Stored data entries:

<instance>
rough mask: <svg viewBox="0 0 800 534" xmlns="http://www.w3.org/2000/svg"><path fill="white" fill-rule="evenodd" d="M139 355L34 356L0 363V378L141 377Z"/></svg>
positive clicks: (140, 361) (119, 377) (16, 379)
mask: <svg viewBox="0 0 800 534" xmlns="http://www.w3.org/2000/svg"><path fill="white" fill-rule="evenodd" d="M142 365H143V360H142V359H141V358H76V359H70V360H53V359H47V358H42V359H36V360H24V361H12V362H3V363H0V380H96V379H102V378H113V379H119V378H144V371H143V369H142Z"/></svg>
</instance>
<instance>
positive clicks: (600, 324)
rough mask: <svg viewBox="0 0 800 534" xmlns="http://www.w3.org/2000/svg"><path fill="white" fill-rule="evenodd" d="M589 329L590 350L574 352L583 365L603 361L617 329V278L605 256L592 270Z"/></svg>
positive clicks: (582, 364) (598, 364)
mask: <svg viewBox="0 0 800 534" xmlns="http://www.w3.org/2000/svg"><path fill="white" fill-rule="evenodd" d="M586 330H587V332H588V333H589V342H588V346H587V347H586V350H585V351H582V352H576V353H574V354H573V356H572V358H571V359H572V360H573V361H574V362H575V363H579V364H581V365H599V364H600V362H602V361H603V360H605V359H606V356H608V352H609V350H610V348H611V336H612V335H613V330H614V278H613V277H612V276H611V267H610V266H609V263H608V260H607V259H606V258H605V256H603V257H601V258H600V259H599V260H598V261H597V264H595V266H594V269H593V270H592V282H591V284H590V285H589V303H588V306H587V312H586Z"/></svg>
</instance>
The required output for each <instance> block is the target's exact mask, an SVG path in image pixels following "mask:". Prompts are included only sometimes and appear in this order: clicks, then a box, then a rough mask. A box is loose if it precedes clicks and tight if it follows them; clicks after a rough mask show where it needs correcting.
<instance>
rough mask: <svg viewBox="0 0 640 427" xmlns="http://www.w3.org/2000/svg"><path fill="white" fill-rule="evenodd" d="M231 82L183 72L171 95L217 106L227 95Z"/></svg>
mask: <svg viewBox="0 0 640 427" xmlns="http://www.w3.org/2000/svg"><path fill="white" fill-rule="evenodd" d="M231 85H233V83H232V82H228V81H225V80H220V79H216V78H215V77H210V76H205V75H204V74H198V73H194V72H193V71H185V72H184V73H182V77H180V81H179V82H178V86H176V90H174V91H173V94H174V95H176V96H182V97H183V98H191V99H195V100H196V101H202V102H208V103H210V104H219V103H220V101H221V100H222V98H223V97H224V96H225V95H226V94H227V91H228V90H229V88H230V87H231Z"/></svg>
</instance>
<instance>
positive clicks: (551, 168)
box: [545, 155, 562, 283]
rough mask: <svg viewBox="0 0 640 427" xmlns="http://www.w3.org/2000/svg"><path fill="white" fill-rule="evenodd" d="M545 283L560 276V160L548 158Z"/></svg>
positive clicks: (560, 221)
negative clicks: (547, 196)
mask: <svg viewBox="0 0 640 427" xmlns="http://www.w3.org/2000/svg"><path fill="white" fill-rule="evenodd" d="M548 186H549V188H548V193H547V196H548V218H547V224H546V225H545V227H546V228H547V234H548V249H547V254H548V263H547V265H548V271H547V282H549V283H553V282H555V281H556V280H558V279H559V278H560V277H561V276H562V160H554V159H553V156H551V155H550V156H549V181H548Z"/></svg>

* * *

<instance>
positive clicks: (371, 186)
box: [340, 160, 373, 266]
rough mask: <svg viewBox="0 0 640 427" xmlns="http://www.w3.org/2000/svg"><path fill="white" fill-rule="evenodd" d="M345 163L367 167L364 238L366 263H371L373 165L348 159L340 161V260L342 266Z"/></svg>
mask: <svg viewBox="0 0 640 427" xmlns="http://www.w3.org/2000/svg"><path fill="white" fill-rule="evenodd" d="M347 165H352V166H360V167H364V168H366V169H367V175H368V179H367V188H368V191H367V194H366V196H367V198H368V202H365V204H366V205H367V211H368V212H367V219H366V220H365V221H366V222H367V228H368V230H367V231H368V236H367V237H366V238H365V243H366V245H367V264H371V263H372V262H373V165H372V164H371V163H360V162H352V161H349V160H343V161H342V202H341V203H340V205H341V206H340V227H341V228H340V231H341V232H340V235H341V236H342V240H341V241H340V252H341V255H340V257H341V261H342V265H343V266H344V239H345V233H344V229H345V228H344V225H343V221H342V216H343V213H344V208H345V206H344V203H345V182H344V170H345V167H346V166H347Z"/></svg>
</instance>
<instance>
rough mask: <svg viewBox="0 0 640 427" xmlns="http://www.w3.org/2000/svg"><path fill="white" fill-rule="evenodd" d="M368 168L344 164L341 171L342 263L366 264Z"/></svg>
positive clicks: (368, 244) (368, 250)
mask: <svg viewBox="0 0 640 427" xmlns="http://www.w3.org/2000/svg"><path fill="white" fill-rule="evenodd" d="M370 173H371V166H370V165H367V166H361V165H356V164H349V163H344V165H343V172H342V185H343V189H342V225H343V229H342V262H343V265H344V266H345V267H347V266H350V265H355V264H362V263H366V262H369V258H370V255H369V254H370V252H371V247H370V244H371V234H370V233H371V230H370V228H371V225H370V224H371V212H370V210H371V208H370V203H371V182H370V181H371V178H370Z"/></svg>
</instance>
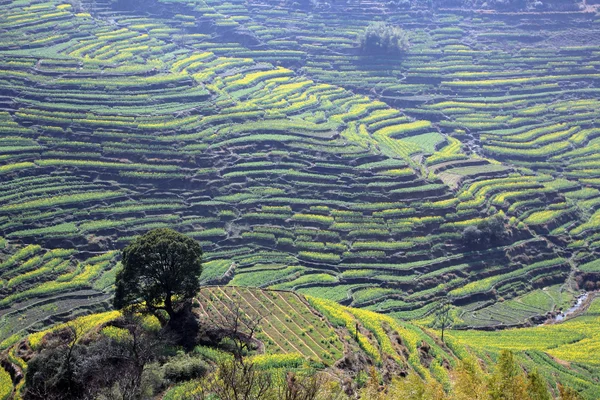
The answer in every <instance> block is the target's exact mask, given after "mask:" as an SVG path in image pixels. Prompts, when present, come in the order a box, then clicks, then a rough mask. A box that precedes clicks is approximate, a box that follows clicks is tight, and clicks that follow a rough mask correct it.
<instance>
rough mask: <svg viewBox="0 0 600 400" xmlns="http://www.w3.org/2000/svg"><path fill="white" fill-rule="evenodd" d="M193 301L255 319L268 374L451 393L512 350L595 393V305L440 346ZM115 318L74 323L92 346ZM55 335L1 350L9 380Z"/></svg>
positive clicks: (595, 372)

Problem description:
Locate every line in the data above that contains the string "then", and copy each of those lines out in full.

Solution to this task:
The required output for each <instance> block is the target's exact mask, an SVG path in image pixels following "mask:". Prompts are included only sometimes and appear in this order: clicks, then a box, then a rough mask. A box is loose if it precedes clicks and tight if it follows them; clicks after a rough mask show where it needs correcting.
The answer in every <instance> block is the target's exact mask, given after "mask:" as an SVG path in image pixels. Prompts, when present, come in the order a box, then clicks, then a rough mask. A box that precedes clicks is approximate, a box that follows clicks is tight, and clicks that follow a rough mask correct it.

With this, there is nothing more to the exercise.